**GOAL OF THE EXERCISE:** Please reproduce everything below, from the line containing "the windshield wiper" down to the line containing "x=267, y=129", and shift each answer coordinate by adding 17 to it. Keep the rows' own text and sample coordinates as they are.

**THE INPUT:**
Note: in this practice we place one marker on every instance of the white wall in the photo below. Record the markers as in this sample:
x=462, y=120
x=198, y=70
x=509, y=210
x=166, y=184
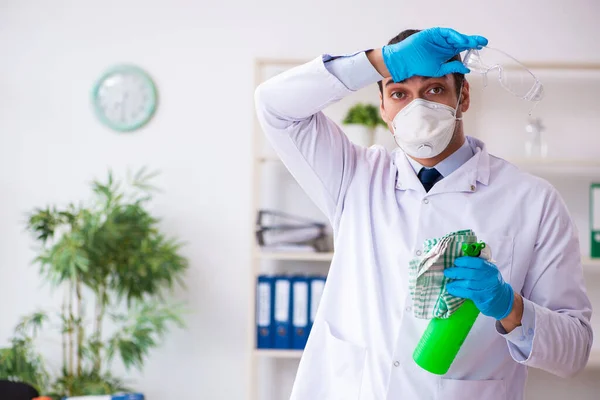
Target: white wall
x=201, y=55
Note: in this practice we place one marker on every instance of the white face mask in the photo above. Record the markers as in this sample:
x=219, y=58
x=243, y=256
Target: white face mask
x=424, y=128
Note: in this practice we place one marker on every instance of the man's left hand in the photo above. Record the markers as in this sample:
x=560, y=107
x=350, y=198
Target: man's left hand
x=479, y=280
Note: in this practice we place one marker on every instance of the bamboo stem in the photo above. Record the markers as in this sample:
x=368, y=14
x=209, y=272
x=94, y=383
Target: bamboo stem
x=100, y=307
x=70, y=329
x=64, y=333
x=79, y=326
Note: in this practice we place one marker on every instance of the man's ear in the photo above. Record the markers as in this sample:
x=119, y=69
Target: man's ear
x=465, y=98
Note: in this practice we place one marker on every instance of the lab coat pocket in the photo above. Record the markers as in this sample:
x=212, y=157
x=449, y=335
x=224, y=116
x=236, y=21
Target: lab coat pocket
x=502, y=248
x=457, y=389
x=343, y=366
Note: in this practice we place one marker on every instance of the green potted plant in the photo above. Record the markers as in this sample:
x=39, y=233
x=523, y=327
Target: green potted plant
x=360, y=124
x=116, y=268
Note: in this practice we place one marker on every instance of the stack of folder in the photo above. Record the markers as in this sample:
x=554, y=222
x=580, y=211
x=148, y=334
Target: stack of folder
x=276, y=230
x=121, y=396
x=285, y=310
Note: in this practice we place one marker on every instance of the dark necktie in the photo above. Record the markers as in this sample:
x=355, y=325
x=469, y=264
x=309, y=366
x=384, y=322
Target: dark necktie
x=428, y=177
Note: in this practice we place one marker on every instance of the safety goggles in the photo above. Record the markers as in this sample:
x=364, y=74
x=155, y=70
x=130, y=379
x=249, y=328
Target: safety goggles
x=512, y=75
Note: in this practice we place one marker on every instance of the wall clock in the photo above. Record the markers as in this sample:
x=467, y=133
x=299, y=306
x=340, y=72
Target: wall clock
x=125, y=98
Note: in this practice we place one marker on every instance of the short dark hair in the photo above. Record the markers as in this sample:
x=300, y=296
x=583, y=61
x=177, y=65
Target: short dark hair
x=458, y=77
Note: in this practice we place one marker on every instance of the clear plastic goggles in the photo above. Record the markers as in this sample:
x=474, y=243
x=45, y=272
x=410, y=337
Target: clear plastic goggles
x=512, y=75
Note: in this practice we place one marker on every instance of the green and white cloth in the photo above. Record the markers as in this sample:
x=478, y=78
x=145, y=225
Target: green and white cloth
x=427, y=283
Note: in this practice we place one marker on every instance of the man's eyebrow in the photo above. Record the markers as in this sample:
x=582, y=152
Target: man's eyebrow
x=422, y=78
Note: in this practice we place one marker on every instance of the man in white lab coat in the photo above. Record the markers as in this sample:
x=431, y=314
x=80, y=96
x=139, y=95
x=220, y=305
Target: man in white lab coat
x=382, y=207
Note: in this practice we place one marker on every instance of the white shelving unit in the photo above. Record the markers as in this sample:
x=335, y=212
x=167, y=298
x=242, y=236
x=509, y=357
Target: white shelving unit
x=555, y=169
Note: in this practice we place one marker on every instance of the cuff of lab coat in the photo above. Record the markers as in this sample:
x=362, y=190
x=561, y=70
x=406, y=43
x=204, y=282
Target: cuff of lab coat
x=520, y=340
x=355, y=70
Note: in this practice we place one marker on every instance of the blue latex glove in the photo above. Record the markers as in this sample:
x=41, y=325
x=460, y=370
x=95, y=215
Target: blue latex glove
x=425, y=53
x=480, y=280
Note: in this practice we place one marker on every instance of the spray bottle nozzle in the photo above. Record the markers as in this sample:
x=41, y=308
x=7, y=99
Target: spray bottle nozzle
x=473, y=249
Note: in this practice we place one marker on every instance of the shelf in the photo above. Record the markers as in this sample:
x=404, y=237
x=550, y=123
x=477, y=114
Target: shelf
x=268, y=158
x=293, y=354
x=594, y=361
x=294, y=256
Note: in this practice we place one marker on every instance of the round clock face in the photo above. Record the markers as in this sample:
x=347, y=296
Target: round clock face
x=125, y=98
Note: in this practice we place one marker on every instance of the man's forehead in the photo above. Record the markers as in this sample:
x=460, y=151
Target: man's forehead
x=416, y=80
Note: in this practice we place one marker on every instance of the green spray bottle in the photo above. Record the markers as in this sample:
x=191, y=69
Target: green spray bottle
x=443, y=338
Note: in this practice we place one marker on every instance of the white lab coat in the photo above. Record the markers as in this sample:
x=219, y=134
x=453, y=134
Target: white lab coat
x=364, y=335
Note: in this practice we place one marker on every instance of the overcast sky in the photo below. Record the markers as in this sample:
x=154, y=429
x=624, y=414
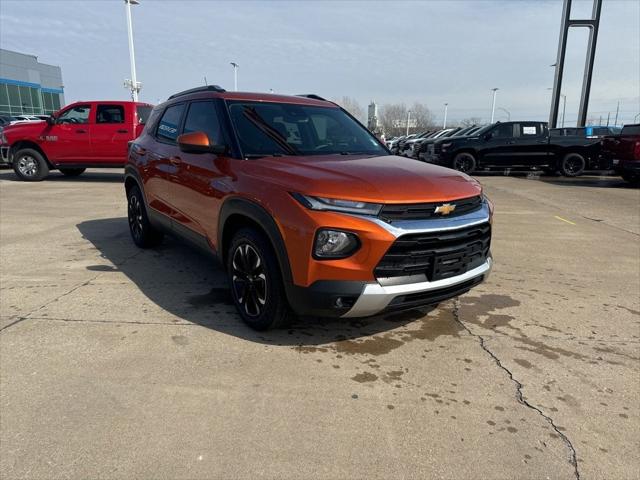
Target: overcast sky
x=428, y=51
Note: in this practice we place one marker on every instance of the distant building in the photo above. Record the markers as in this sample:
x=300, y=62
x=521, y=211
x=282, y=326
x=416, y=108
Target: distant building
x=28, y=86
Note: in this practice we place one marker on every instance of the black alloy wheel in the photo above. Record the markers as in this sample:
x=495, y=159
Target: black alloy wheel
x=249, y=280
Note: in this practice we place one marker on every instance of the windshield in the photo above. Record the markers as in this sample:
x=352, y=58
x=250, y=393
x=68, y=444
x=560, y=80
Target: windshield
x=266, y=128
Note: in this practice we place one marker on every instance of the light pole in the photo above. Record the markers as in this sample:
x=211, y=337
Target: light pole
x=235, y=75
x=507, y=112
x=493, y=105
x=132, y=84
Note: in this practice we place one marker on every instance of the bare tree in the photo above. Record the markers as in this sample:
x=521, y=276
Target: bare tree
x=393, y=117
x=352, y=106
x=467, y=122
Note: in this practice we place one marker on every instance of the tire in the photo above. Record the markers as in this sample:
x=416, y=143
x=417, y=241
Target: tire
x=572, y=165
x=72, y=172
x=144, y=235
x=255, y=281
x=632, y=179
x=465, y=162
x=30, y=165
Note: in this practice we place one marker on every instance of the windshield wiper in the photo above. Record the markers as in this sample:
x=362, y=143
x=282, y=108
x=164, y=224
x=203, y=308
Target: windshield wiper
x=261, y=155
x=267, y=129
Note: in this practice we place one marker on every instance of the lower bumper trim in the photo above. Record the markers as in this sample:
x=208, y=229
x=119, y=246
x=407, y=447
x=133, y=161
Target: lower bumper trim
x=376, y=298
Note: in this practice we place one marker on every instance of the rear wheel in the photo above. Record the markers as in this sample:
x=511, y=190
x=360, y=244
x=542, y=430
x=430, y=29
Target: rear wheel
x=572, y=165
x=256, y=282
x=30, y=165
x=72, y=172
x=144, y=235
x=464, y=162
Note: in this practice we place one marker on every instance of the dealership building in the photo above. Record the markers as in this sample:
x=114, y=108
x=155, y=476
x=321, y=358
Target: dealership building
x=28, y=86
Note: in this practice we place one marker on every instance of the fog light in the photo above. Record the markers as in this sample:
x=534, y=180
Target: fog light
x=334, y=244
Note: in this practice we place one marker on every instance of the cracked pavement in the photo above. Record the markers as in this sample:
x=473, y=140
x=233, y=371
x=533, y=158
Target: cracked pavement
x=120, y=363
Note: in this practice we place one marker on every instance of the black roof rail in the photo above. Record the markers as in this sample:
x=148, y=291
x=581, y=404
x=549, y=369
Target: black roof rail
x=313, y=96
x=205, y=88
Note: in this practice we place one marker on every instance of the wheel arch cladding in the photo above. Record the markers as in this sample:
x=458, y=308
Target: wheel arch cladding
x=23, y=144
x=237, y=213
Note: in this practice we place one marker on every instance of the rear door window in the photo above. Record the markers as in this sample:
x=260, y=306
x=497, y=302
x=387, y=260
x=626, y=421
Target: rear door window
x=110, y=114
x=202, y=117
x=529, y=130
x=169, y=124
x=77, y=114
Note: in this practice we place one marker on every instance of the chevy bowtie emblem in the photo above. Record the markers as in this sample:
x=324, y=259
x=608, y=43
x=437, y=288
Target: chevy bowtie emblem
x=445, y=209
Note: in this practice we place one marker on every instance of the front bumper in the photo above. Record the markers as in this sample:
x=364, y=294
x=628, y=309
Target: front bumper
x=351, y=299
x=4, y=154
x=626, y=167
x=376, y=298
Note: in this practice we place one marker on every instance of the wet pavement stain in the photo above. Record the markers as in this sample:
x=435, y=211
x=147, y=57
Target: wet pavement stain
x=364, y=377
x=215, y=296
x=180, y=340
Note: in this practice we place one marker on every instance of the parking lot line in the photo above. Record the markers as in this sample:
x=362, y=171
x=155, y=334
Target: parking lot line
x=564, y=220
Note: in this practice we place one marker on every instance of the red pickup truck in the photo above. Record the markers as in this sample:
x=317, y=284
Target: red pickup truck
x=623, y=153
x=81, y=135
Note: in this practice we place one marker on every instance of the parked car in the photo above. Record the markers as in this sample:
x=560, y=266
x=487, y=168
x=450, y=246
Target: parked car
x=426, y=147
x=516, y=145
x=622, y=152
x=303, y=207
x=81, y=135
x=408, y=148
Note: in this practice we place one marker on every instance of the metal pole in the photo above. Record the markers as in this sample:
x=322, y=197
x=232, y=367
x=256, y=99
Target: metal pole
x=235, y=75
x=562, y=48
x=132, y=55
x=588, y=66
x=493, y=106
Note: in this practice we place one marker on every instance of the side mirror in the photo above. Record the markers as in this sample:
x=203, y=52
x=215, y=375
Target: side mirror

--

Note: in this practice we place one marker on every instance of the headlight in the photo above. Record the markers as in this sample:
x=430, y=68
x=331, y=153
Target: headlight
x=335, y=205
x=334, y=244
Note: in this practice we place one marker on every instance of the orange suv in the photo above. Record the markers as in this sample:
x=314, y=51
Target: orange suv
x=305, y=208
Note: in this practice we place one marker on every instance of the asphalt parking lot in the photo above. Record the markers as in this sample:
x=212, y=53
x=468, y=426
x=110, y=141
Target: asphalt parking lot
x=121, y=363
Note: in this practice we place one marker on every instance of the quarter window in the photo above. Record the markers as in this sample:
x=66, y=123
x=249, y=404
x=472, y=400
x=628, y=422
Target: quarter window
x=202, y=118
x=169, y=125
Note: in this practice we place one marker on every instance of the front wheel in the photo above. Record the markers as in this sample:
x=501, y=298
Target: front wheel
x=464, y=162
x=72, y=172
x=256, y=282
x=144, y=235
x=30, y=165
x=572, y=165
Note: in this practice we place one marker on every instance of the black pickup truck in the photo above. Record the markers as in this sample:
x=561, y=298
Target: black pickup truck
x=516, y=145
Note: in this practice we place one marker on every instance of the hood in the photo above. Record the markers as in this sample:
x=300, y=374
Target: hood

**PROBLEM SOLUTION:**
Note: in this practice we place one marker on every instance of the windshield wiper in the photo above. Record the markers as in this sample:
x=362, y=143
x=282, y=108
x=164, y=224
x=203, y=308
Target: windshield wiper
x=278, y=172
x=284, y=146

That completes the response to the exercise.